Provided material: Begin

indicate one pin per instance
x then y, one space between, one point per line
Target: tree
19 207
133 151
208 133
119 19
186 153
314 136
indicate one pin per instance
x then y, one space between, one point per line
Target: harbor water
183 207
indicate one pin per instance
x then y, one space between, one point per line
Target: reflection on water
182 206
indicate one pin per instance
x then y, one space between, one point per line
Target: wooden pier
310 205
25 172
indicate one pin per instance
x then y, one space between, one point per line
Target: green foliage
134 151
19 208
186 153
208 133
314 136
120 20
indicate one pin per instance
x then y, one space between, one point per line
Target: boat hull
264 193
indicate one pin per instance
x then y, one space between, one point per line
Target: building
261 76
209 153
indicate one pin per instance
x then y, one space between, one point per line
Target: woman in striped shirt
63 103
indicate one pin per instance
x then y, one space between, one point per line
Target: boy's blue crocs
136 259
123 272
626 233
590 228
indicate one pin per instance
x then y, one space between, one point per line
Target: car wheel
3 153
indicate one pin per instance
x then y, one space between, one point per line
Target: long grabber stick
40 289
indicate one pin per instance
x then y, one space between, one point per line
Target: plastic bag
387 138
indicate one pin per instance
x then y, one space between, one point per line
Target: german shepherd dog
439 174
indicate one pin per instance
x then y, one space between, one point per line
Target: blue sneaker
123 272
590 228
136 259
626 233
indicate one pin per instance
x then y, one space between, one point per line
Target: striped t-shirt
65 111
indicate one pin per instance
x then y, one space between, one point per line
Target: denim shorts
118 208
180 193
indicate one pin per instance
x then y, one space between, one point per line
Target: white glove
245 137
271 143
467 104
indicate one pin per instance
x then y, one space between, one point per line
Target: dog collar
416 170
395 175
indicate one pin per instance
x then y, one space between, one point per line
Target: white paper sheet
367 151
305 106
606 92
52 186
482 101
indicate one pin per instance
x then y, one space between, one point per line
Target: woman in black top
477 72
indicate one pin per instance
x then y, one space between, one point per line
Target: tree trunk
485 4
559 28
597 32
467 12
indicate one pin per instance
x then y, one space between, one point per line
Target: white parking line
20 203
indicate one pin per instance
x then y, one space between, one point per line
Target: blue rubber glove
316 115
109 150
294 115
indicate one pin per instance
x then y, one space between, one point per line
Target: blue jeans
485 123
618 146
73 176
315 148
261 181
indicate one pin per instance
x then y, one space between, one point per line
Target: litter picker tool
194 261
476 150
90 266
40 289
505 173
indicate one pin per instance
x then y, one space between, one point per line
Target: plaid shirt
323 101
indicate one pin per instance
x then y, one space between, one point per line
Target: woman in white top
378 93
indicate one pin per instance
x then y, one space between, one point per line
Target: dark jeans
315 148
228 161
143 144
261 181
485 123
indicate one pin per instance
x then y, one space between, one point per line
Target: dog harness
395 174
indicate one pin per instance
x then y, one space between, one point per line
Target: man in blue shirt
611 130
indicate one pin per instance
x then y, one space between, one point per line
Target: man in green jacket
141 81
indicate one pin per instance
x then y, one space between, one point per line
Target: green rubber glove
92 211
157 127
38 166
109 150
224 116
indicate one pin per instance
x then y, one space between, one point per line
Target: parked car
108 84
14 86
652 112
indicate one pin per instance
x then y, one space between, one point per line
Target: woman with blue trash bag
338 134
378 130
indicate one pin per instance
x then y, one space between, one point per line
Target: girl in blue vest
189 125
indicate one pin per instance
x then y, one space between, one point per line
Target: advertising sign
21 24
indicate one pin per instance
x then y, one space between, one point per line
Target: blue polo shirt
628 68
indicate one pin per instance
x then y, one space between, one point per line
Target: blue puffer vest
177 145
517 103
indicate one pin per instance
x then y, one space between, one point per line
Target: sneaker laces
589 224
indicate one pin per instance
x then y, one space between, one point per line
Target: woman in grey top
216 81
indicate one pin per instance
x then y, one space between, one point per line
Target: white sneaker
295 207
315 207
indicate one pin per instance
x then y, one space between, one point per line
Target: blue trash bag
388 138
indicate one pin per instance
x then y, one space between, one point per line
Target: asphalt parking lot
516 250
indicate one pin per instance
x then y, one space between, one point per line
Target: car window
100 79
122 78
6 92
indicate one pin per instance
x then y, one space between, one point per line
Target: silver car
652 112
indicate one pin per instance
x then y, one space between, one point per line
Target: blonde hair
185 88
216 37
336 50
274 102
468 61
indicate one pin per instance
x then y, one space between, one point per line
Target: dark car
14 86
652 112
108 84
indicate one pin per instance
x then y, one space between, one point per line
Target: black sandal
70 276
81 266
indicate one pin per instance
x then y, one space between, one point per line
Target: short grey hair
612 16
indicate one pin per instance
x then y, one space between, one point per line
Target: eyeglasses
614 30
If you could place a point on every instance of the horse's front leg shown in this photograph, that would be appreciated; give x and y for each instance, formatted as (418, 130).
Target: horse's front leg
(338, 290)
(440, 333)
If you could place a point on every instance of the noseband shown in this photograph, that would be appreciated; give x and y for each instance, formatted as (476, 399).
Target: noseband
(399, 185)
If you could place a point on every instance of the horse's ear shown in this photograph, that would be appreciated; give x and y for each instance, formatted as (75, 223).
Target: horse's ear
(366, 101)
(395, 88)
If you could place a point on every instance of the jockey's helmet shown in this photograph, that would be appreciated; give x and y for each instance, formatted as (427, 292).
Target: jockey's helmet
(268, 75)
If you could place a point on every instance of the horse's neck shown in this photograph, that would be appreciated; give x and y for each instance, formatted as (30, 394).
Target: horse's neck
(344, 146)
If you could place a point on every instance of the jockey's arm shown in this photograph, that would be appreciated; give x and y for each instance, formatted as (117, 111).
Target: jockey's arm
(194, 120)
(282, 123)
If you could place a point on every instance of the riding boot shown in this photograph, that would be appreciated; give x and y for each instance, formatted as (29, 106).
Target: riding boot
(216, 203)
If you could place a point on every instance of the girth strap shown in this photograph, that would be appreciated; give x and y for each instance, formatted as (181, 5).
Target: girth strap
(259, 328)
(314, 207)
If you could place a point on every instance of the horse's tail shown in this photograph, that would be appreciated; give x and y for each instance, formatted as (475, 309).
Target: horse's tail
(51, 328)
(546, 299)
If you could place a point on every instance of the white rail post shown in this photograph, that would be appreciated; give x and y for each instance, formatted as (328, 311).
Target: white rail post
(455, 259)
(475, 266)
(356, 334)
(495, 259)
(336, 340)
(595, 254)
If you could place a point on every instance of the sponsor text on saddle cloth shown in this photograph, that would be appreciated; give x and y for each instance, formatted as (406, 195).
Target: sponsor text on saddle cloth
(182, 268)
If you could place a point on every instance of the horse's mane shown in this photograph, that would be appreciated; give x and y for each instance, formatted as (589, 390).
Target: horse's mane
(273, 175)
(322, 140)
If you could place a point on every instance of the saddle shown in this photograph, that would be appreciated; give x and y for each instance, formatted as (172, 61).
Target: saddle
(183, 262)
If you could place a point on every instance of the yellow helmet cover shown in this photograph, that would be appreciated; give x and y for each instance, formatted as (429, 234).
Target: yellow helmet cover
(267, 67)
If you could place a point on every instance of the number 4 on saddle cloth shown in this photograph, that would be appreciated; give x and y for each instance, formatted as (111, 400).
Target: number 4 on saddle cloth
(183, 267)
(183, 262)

Provided material: End

▶ **Task to carry out**: Extract all the material, leaving every line as it is.

▶ **Task output**:
indicate one pin per instance
x then y, one space between, one point per line
Target: tree
19 207
133 151
208 133
119 19
186 153
314 136
indicate one pin per instance
x then y, one space between, one point per line
Target: harbor water
183 207
indicate one pin per instance
x then y, one space between, one point per line
Target: reflection on water
182 206
indicate one pin per instance
x then y, one space between, one point per line
Target: wooden pier
310 205
25 172
indicate one pin per instance
x then y, one space between, one point per line
Target: green foliage
134 151
19 208
186 153
208 133
314 136
120 20
indicate one pin per instance
x then y, one space between, one point per line
Target: boat hull
264 193
indicate one pin per instance
x then y, one space between, one point per line
Target: building
261 76
209 153
indicate one pin per instance
x then y, one space between, one point per line
Target: woman in striped shirt
63 103
indicate one pin per instance
x then y, one space between, one point per line
Target: boy's blue crocs
136 259
123 272
626 233
590 228
indicate one pin per instance
x then y, one space between, one point per line
Target: car wheel
3 153
indicate one pin per instance
x then y, one space between, one point per line
Target: long grabber stick
40 289
indicate one pin per instance
x then y, one space between, one point per line
Target: plastic bag
387 138
indicate one pin per instance
x then y, one space between, one point per line
Target: german shepherd dog
439 174
indicate one pin per instance
x then y, one space between, one point per line
Target: blue sneaker
123 272
590 228
136 259
626 233
indicate one pin per instance
x then y, one space between, one point per line
Target: striped t-shirt
65 111
indicate one pin per instance
x then y, one space between, one point per line
Target: denim shorts
118 208
180 193
indicate one pin per instance
x then y, one space between, one point per line
Target: white glove
245 137
271 143
467 104
indicate one pin per instance
x then y, one space between, one point per line
Target: dog collar
416 170
395 175
indicate one pin per instance
x then y, one space between, one point per line
Target: white paper sheet
367 151
305 106
606 92
52 186
482 101
indicate one pin per instance
x then y, one space between, one point per line
Target: woman in black top
477 72
indicate one pin per instance
x then y, one space between, one point per line
Target: tree trunk
485 4
559 28
597 32
467 12
indicate one pin per instance
x then y, one space between, one point per line
Target: white parking line
20 203
indicate one pin per instance
x then y, one space between, one point per line
Target: blue rubber glove
316 115
109 150
294 115
indicate one pin per instance
x then y, one space between, one point per line
Target: blue jeans
485 123
618 146
73 176
315 148
261 181
indicate one pin per instance
x then y, one space between, one point per line
Target: litter picker tool
194 261
476 150
90 266
40 289
505 173
indicate one pin per instance
x then y, one space between, one point per line
Target: plaid shirt
323 101
indicate one pin per instance
x then y, one space between, one point per line
Target: woman in white top
378 93
indicate one pin per instance
x then y, one space between, one point per line
Target: dark jeans
315 148
228 161
143 144
261 181
485 123
indicate one pin per instance
x then y, one space between, one point per line
Target: dog harness
395 174
indicate one pin per instance
x then y, one space between, one point per line
Target: man in blue shirt
611 130
indicate one pin per instance
x then y, one space between, one point per line
Target: man in green jacket
141 81
indicate one pin per instance
x then y, one space between, one point per line
Target: green rubber glove
92 211
157 127
38 166
109 150
224 116
indicate one pin per instance
x then y, one space between, one point per line
Target: parked car
108 84
14 86
652 112
indicate one pin per instance
x then y, one space between, one point per line
Target: woman with blue trash bag
338 134
378 130
indicate one pin per instance
x then y, one space between, one point per line
Target: girl in blue vest
189 125
indicate one pin per instance
x then y, one space between, one point per line
Target: advertising sign
21 24
indicate one pin per instance
x then y, one space between, one point per line
Target: blue polo shirt
628 68
indicate one pin per instance
x then y, one space between, one point per line
Target: blue puffer vest
177 145
517 103
indicate one pin per instance
x then y, one space between, one point per line
Target: sneaker laces
589 224
indicate one pin per instance
x then y, one space between, one point per line
Target: woman in grey top
216 81
indicate one pin per instance
x then y, one space between, one point per line
Target: white sneaker
295 207
315 207
indicate one pin per instance
x then y, one space between, one point per line
Target: blue trash bag
388 138
indicate one pin per instance
x then y, one space between, one point per line
Target: asphalt parking lot
516 250
indicate one pin per instance
x then y, one space between, one point per line
Target: car window
100 79
122 78
6 92
indicate one pin per instance
x then y, one space between, one point per line
Target: silver car
652 112
indicate one pin per instance
x then y, one space between, one point per line
Target: blonde hair
185 88
216 37
336 50
274 102
468 61
indicate one pin per instance
x then y, one space between, one point per line
Target: dark car
14 86
652 112
108 84
indicate one pin per instance
x then y, one space between, one point per line
Target: black sandal
70 276
81 266
indicate one pin per instance
x then y, one space between, one point per line
Target: short grey hair
612 16
indicate one pin per instance
x then y, one space between, one point per line
Target: eyeglasses
614 30
If you could place a point on every instance of the horse's front leg shown in this photograph, that would be appreciated; give x and y for each instance, formatted as (418, 130).
Target: horse's front leg
(338, 290)
(440, 333)
If you could place a point on every instance of the noseband shown in this photograph, that would be appreciated; give x and y for each instance, formatted as (476, 399).
Target: noseband
(399, 185)
If you could place a point on every instance of the horse's ear shown in this photograph, that would be appreciated; give x and y for each instance, formatted as (75, 223).
Target: horse's ear
(366, 101)
(395, 88)
If you could place a point on every instance of the jockey's helmet shown in this photograph, that would be appreciated; give x and y for each instance, formatted as (427, 292).
Target: jockey's helmet
(268, 75)
If you could place a point on every instance of the horse's neck shown in this photograph, that would be appreciated; give x and y for each instance, formatted as (30, 394).
Target: horse's neck
(344, 146)
If you could place a point on every instance of the jockey's arm shown in this photograph, that would be appreciated; give x and y for each instance, formatted as (117, 111).
Target: jockey's arm
(194, 120)
(282, 123)
If you could place a point on every instance of the riding boot shown in this photograph, that would be appreciated; give x and y for each instance, formatted as (29, 106).
Target: riding boot
(216, 203)
If you could place a point on every instance of the girth strap shown in this photograph, that would be appreciated; give x and y for each instance, formatted as (181, 5).
Target: girth strap
(259, 328)
(314, 207)
If you could place a point on every instance of the horse's tail shown in this photograph, that would be appreciated; give x and y for each instance, formatted as (475, 309).
Target: horse's tail
(51, 328)
(546, 299)
If you could place a point on every instance of the white rail post shown in this photograph, that would be appreciated; give x and y for each instance, formatted as (328, 311).
Target: white rail post
(455, 259)
(475, 266)
(356, 334)
(495, 259)
(336, 340)
(595, 254)
If you could place a point on every instance of the sponsor text on saddle cloth shown in this photograph, that would be appreciated; give x and y for each instance, formatted as (406, 195).
Target: sponsor text on saddle cloth
(182, 268)
If you could place a point on every instance of the horse's mane shown in this photograph, that would be appreciated; give x and y for each instance, formatted as (589, 390).
Target: horse's mane
(273, 175)
(322, 140)
If you could place a point on every instance of the saddle shown in this photograph, that would be appreciated; give x and y for each instance, formatted as (172, 61).
Target: saddle
(183, 262)
If you could place a point on every instance of the yellow helmet cover shown in this photograph, that would be appreciated; give x and y for each instance, formatted as (429, 234).
Target: yellow helmet cover
(267, 67)
If you could place a point on every instance of the number 4 on saddle cloth shown in this photograph, that would be appreciated; give x and y for each instance, formatted as (111, 400).
Target: number 4 on saddle cloth
(183, 267)
(183, 262)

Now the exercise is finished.